-- BEGIN --

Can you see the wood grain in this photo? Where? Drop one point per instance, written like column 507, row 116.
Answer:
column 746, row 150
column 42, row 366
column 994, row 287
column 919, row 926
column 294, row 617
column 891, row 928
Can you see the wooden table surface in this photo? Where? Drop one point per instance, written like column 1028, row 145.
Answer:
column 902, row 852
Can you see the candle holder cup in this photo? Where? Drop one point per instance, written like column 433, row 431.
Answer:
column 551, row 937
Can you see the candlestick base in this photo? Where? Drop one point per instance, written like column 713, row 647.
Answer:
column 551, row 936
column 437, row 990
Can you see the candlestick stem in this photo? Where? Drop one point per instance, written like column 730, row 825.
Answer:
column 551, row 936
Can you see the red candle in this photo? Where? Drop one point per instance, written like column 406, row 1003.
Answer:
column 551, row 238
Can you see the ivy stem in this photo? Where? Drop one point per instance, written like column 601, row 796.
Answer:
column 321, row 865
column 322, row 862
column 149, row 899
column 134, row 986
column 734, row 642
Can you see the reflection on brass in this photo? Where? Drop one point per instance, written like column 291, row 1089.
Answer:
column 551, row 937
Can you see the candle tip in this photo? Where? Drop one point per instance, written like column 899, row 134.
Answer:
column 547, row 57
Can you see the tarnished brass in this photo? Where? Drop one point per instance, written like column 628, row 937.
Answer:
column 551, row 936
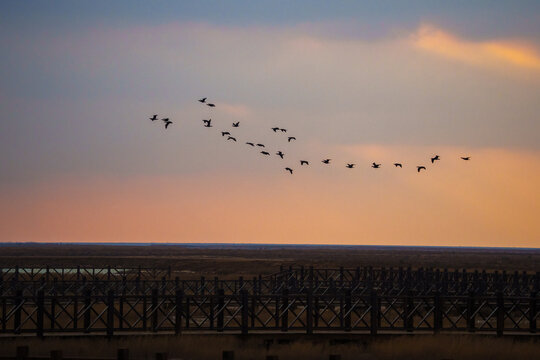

-- END --

Rewrite all the records, replacing "Drop one point" with "Place one point" and changing nothing else. Leave the pictures out of the answer.

**Task output**
Can you see the wood grain in this photo? Where? Place one point per instance, written like column 507, row 116.
Answer:
column 746, row 150
column 42, row 366
column 994, row 287
column 919, row 926
column 294, row 617
column 891, row 928
Can you see the wooden table surface in this photo? Where? Place one point per instance, written like column 1028, row 145.
Answer:
column 902, row 852
Can you see the candle holder cup in this photo? Where? Place one point per instance, written like column 433, row 431.
Answer:
column 551, row 937
Can you see the candlestick base in this photo? Where? Place one point per instance, written like column 713, row 647.
Answer:
column 551, row 936
column 437, row 990
Can you see the candlestick stem in this photo? Where? Place one point per instance, written like column 730, row 825.
Answer:
column 551, row 936
Can you see the red candle in this photo? Where? Place one point per instance, written like column 406, row 1003.
Answer:
column 551, row 238
Can you see the ivy stem in this photo? Where? Place one point per instance, written like column 601, row 796.
Answer:
column 321, row 865
column 322, row 862
column 149, row 899
column 134, row 986
column 734, row 642
Can you see the reflection on brass in this photo? Where? Place one point per instance, written like column 291, row 1089.
Answer:
column 551, row 937
Can you see the candle tip in this photo? Where? Place one point per instance, written like column 899, row 134.
Answer:
column 547, row 57
Can you see the tarnished brass in this photo? Where? Place one point per instance, written like column 628, row 937.
Answer:
column 551, row 936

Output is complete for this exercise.